▸ Activity A
Could you reproduce, word for word, the part of the workplace-choice post starting at "You Make It, You" and ending at "and workforce programs."?
▸ Activity B
Can you resume the workplace-choice post from the point where it stops?

▸ Passage for review
You Make It, You Own It
Last week I participated in IFMA’s Facility Fusion 2015 Canada conference in Vancouver. I enjoyed seeing many old friends and making new ones. But more importantly I enjoyed having my brain cells stimulated by so many interesting stories of new workplace designs and workforce programs.
If there was one underlying idea that linked many of those stories together for me, it was the power of choice. Almost every story we heard about workplace innovation mentioned increased variety within the workplace, and/or between alternative workplaces. And more variety clearly means more choice for the people using those workplaces.
We learned from Chris Hood of CB Richard Ellis that CBRE’s new global corporate headquarters office in Los Angeles has sixteen different “neighborhoods” or work areas, including (among others) small enclosed offices and conference rooms, open bench areas, lots of conference rooms and open meeting places, employee lounges, and plenty of individual workstations.
No one who is based at that facility has a full-time assigned workspace, so every day individuals make choices about where to sit (and who to sit near). But it’s not just a once-a-day choice; everyone moves around during the day, depending on what kind of activity they are involved in. For a two-person conversation they might choose an enclosed “telephone booth” space, or they might choose to sit on soft chairs in the employee lounge, or at a table in the cafeteria area.
And CBRE is just one example; we heard very similar stories about organizations as diverse as Western Union, the British Columbia Ministry of Social Development and Social Innovation, Ontario Canada’s Municipal Property Assessment Corporation (MPAC), Nvidia’s Silicon Valley campus, and the UK Government’s Cabinet Office.
I was struck by how many of these examples emphasized the choices that workers have in where, when, and how to get their work done. In most instances those choices included the opportunity to work from home or a third place one or more days a week, as well as being able to choose where to “settle in” for various work activities within the corporate facility.

▸ Listed records
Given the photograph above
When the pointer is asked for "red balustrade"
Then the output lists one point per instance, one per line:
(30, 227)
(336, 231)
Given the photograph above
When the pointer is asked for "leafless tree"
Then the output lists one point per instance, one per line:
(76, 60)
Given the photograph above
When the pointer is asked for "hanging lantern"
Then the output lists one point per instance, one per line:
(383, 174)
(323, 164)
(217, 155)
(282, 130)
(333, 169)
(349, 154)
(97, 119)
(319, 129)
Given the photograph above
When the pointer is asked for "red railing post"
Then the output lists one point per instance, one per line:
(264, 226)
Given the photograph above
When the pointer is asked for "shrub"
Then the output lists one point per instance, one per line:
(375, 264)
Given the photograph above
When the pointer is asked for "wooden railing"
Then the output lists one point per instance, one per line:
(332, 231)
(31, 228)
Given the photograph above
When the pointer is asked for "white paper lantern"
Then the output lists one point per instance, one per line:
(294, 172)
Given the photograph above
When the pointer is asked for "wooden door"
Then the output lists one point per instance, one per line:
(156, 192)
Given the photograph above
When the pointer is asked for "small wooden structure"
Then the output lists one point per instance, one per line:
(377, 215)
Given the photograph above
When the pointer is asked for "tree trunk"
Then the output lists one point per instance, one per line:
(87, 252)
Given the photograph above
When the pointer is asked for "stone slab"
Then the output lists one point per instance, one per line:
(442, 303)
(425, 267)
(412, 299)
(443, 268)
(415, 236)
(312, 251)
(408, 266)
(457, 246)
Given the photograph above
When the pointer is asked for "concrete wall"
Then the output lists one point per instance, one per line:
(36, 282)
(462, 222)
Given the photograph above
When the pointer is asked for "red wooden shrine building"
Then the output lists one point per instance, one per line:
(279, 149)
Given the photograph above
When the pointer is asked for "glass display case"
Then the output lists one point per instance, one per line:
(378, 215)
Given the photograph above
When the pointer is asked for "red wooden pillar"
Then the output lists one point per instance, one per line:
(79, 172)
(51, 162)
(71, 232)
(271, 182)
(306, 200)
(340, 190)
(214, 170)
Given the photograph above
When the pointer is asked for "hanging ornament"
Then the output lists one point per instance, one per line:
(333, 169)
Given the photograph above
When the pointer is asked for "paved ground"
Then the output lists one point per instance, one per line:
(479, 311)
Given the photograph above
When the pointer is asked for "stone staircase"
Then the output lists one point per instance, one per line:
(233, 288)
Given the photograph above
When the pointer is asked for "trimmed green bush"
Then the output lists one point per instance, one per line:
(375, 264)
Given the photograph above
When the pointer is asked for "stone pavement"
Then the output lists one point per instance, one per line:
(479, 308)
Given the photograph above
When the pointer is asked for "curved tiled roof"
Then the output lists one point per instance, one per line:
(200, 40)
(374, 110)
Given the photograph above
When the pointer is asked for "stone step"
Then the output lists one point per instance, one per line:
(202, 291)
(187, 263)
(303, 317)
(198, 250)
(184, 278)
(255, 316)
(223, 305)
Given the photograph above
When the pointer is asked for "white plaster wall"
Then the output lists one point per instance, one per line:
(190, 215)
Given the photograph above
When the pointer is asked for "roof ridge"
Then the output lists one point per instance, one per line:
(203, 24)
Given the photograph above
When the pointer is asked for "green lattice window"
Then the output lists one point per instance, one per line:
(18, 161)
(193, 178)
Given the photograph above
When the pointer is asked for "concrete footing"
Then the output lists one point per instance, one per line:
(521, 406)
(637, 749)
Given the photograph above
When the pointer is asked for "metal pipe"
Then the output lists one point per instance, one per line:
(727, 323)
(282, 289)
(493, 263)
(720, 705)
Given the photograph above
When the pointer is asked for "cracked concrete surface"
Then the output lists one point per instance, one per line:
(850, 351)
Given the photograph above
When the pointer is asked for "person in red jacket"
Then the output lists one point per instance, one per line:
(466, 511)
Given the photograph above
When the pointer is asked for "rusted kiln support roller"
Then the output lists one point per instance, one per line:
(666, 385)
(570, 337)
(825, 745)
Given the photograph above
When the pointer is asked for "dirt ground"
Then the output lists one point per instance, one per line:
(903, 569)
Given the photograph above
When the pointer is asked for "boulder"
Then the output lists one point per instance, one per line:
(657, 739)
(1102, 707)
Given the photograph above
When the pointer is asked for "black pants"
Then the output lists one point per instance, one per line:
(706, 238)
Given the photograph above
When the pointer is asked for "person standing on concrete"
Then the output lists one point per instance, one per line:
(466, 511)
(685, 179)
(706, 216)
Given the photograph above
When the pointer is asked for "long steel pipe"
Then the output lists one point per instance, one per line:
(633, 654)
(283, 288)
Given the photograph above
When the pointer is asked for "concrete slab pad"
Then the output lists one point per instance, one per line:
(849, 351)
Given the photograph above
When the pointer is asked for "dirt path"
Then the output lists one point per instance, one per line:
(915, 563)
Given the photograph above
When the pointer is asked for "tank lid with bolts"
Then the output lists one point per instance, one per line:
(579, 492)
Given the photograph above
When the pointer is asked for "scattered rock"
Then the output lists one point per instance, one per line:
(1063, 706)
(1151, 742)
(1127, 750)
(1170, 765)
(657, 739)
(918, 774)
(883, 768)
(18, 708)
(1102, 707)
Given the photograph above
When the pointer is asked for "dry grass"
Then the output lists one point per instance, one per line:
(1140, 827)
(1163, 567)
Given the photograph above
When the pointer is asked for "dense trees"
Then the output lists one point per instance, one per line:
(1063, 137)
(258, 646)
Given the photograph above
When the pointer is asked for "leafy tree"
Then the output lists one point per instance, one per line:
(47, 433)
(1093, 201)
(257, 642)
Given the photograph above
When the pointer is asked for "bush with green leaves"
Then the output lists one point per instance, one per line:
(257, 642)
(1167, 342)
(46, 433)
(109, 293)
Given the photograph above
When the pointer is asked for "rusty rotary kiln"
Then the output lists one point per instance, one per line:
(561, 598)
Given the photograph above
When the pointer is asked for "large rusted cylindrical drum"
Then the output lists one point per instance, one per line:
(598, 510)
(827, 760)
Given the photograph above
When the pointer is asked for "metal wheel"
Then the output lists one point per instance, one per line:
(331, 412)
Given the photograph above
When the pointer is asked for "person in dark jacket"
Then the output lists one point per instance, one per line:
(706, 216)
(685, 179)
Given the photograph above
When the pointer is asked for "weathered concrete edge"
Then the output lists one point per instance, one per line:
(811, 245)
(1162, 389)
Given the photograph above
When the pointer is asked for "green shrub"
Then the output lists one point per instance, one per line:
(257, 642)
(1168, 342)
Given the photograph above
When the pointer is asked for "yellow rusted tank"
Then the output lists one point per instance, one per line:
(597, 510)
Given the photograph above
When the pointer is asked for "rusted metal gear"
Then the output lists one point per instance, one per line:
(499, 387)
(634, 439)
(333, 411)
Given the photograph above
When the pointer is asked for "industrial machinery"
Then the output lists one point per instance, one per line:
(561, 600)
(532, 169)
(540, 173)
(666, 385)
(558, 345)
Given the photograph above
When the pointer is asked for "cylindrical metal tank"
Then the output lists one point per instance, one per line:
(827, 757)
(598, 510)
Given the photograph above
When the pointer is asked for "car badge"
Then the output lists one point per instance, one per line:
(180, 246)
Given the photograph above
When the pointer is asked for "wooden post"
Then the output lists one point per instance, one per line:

▸ Final answer A
You Make It, You Own It
Last week I participated in IFMA’s Facility Fusion 2015 Canada conference in Vancouver. I enjoyed seeing many old friends and making new ones. But more importantly I enjoyed having my brain cells stimulated by so many interesting stories of new workplace designs and workforce programs.

▸ Final answer B
Before I comment on why I believe choice is so central to the future of work I want to add one more example.
Chris Hood’s story of CBRE’s corporate facility was actually the second part of his presentation. His major focus was on co-working operations – those “third places” that have sprung up all over the planet in the last several years. Co-working facilities are typically shared workplaces that are filled with small businesses, entrepreneurs, and startups. Because the facility is shared the costs are much lower than what any of those people would have to pay to rent a space on their own.
More important, of course, are the opportunities that co-working facilities offer for “collaborative collisions” – chance meetings among different people who often create synergy out of their differing experiences and skills.
But Chris’s message was really about choice: those people are making a choice to pay for access not just to the workspace but to the communities that characterize most co-working operations.
And that is the message that you “corporate” folks should be hearing; there is something going on in these voluntary communities that you can learn from. People find so much value in the combination of exciting workspace design and community that they pay to be there, even when they could save a lot of money by working out of their homes.
And, as I have already suggested, it is really about choice. When anyone makes a choice of where to work, or who to work with, from among several alternatives, they “own” that choice and feel committed to make sure that choice produces positive outcomes. When they make that choice they own it.
Do you ever wonder why work-from-home programs are so popular, or why work-from-home workers are generally 20% – 25% more productive than their office-bound colleagues, or why mobile workers are more highly engaged with their work and more positive about their employers?
The answer is really very simple: they are being treated like adults who are fully capable of making responsible choices about where and how to do their best work. And that mindset applies to in-office workers who are free to move about during the day and – once again – make good choices about where they need to be for any particular task at any particular time.
Flexible work and employee choice in and out of the office isn’t just a nice idea; it produces a highly engaged and productive workforce. It really is that simple.